Provided data
┄┄┄┄┄┄

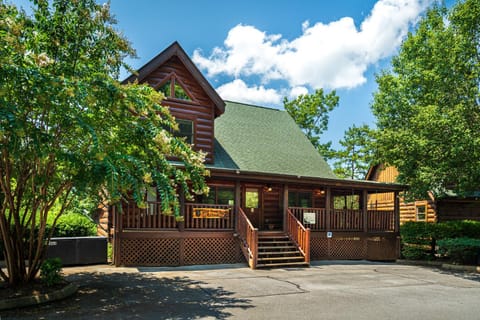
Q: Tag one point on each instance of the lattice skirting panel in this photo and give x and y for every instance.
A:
(211, 251)
(319, 248)
(354, 247)
(150, 252)
(179, 250)
(348, 248)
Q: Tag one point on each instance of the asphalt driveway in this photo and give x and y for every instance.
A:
(327, 290)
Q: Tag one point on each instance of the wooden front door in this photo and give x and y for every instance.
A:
(252, 204)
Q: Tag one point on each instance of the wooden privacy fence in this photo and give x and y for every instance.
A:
(249, 236)
(299, 234)
(319, 219)
(196, 216)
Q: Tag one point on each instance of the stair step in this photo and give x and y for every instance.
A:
(286, 264)
(276, 247)
(281, 258)
(260, 236)
(278, 252)
(274, 242)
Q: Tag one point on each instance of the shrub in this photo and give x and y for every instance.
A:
(74, 225)
(460, 250)
(51, 272)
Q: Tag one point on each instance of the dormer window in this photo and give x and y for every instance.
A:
(172, 88)
(185, 130)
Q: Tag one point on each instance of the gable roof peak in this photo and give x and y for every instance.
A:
(175, 49)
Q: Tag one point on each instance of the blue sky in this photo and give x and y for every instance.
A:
(260, 51)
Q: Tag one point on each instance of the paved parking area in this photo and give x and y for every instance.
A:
(326, 290)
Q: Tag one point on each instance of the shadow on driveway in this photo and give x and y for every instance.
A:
(135, 296)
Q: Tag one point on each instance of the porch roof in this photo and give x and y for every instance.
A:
(262, 140)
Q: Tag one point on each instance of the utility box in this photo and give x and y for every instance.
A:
(78, 250)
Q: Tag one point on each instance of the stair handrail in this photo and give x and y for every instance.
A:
(299, 235)
(249, 236)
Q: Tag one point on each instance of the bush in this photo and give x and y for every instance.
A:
(457, 229)
(460, 250)
(417, 232)
(74, 225)
(51, 272)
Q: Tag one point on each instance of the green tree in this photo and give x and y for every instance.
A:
(68, 128)
(356, 154)
(311, 112)
(427, 106)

┄┄┄┄┄┄

Task prompt
Take the data above and set it down exactly, images excluded.

Result
Q: Tag one point on each instance of the lattice skirting panel in this photo and give x and y for every instance.
A:
(211, 251)
(319, 248)
(354, 247)
(150, 252)
(179, 250)
(348, 248)
Q: Tag one point on each instance of the asphalt driveway in this photo and give x and y for every instance.
A:
(327, 290)
Q: Tag one point on each instance of the wooden front door in this photo and give x and y for every instance.
A:
(252, 204)
Q: Tag one point on each instance of the wooden privacy fence in this photo and give x and y for every instance.
A:
(249, 236)
(299, 234)
(319, 219)
(196, 216)
Q: Tag one point on each instance of the stair step in this photo and give x and y for every instance.
A:
(286, 264)
(276, 247)
(281, 258)
(260, 236)
(278, 252)
(274, 242)
Q: Tag one point on each instance of the shrub in this photo and give x and y for every instance.
A:
(74, 225)
(460, 250)
(51, 272)
Q: Tag one point on each instance of the dormer window in this photo and give x and y for every instance.
A:
(172, 88)
(185, 130)
Q: Tag one point on each instance of the gable roof peak in this photo and give x and y for every instance.
A:
(175, 49)
Q: Tag one point on each instance of the blue sky in this photo and give x and y for every instance.
A:
(260, 51)
Q: Tag one point on each instance of the paved parking area in this photo and give x and y for every instance.
A:
(326, 290)
Q: Tag one point on each instance of the shadow on driveway in this photo and give x and y for every instance.
A:
(135, 296)
Q: Tag one point on each instance of the porch roof in this photo and give x and y for every instance.
A:
(262, 140)
Q: Tag one point on each instance of the utility box in this photo and give x and y for every instance.
A:
(78, 250)
Q: Tag one point on each instance of the stair handrail in this photo and give x and y for every instance.
A:
(299, 235)
(249, 236)
Q: Tag one point on each instance of the bush in this photo and give x and y for every instance.
A:
(457, 229)
(460, 250)
(417, 232)
(74, 225)
(51, 272)
Q: Tag one point on each instance of the green tree in this photo and give x and y for every instance.
A:
(68, 128)
(356, 154)
(311, 112)
(427, 106)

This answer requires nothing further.